Changing times. Breaking down ‘patent thickets’ without smothering innovation bl-premium-article-image

PT Jyothi Datta Updated - July 21, 2024 at 06:26 PM.
Stacking no more: From India to the US, policy changes sweep nations even as stakeholders clash over the future of medical innovation

The last two-odd weeks witnessed three significant developments aimed at improving access to affordable medicines, playing out in India, South Africa and the US.

All developments involved patents, and signal a change in the way governments increasingly view the practice of drugmakers filing multiple patents through the life of a drug, say legal experts.

Early July, the Indian Patent Office (IPO) rejected Johnson and Johnson’s (J&J) patent application on the paediatric version of its break-through tuberculosis (TB) drug bedaquiline. The move is expected to pave the way for generic drugmakers to make similar versions of this drug at lower prices. In March 2023, the IPO had rejected J&J’s attempt to patent the salt form of bedaquiline, stopping efforts to add four more years to the drug’s life, even as the primary patent was to expire (July 2023). Civil society and patients fought both cases, with support from Médecins Sans Frontières/Doctors Without Borders.

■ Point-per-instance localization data
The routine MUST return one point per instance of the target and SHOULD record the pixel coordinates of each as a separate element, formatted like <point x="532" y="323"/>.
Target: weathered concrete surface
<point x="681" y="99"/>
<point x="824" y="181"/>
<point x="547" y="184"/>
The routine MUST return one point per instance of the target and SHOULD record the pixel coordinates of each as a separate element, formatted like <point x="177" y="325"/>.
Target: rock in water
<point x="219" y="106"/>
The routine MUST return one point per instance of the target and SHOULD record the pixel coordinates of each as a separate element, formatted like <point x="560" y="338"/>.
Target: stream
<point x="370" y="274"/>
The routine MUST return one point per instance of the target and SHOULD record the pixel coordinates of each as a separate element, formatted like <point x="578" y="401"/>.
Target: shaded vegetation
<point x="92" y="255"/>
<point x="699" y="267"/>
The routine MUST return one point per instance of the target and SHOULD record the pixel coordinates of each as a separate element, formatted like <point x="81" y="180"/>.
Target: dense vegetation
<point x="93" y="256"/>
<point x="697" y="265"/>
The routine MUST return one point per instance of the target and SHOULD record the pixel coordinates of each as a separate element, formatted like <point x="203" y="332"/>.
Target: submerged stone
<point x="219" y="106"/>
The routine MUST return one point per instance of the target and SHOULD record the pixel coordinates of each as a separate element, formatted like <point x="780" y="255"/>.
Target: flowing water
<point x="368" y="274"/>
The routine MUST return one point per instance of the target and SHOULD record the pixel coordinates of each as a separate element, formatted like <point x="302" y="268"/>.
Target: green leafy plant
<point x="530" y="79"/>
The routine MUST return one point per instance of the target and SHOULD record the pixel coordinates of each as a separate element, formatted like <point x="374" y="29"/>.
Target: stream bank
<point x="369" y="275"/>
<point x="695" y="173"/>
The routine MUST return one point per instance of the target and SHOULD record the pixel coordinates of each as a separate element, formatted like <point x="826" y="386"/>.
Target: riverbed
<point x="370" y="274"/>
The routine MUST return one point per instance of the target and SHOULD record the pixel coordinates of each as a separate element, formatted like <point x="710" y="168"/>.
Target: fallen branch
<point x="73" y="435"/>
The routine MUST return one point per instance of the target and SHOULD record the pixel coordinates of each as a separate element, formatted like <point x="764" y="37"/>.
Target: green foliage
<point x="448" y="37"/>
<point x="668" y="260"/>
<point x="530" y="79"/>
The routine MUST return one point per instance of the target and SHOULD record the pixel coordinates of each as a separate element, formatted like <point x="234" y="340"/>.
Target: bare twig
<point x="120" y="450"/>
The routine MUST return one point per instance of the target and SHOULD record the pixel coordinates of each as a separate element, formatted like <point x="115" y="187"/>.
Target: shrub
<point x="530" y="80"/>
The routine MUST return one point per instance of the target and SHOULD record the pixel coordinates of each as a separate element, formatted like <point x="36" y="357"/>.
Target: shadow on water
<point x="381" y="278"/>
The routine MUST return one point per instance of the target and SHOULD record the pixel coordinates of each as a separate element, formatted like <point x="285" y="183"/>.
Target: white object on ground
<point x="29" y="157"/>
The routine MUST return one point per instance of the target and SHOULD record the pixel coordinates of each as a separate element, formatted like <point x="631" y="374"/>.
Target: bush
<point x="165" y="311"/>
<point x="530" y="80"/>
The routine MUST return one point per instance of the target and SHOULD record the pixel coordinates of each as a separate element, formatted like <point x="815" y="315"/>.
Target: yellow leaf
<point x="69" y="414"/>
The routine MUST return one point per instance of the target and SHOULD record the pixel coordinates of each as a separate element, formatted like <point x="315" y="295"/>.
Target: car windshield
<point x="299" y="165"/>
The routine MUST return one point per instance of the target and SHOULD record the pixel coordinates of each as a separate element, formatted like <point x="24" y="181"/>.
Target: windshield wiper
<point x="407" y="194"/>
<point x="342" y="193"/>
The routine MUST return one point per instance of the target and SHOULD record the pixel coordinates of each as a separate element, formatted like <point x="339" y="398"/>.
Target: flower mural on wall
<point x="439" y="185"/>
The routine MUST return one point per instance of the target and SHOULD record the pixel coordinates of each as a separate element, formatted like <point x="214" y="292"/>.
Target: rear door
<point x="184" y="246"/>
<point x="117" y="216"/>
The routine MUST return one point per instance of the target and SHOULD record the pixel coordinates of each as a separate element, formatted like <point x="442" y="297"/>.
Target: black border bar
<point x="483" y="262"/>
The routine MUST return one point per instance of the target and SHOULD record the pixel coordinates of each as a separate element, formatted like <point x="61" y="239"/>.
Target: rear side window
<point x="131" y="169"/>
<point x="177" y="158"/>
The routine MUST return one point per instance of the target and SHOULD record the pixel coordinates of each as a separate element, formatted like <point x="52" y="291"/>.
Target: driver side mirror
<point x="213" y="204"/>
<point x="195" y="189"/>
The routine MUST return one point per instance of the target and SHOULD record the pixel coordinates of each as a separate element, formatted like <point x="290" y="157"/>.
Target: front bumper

■ TASK LIST
[a] Copy the stretch of the drug patent article from "Stacking no more: From" through "say legal experts.".
[b] Decide whether each statement agrees with the drug patent article, answering yes or no and quoting the words that settle it: (i) The Indian Patent Office turned down J&J's patent application for the children's version of bedaquiline in early July. (ii) The three developments took place in India, Brazil and the US. (iii) The primary patent on bedaquiline was set to expire in July 2025.
[c] Pick up the drug patent article from where it stops.

■ RESPONSES BY ITEM NUMBER
[a]
Stacking no more: From India to the US, policy changes sweep nations even as stakeholders clash over the future of medical innovation

The last two-odd weeks witnessed three significant developments aimed at improving access to affordable medicines, playing out in India, South Africa and the US.

All developments involved patents, and signal a change in the way governments increasingly view the practice of drugmakers filing multiple patents through the life of a drug, say legal experts.

[b]
(i) Yes: "Early July, the Indian Patent Office (IPO) rejected Johnson and Johnson’s (J&J) patent application on the paediatric version of its break-through tuberculosis (TB) drug bedaquiline."
(ii) No: "playing out in India, South Africa and the US."
(iii) No: "even as the primary patent was to expire (July 2023)."

[c]
In South Africa, its Competition Commission ended an investigation into alleged “anti-competitive” actions involving bedaquiline this month. J&J agreed to not pursue secondary patents on the drug in 134 low and middle income countries and they dropped prices in S Africa by 40 per cent, the Commission said.

Separately, in the US, “patent thickets” were targeted through the Affordable Prescriptions for Patients Act (APPA), sponsored by two US Senators. It was passed unanimously. Patent thickets involve multiple patents filed on a single drug by a company. They tend to block out competition for a long time.

“Some pharmaceutical manufacturers have been deliberately abusing the patent system to prevent potential competitors from entering the marketplace using tactics like erecting patent thickets, which slow the entry of lower-cost biosimilars,” they said in a note.

This bill puts a “reasonable limit on the number of patents a manufacturer can contest, preventing a “patent thicket,” the note explained. The move would “deter branded manufacturers of biologics from gaming the system to increase the number of patents they assert, while preserving the incentives provided by the patent system to encourage the core innovation that produces new biologic treatments in the first place,” it added.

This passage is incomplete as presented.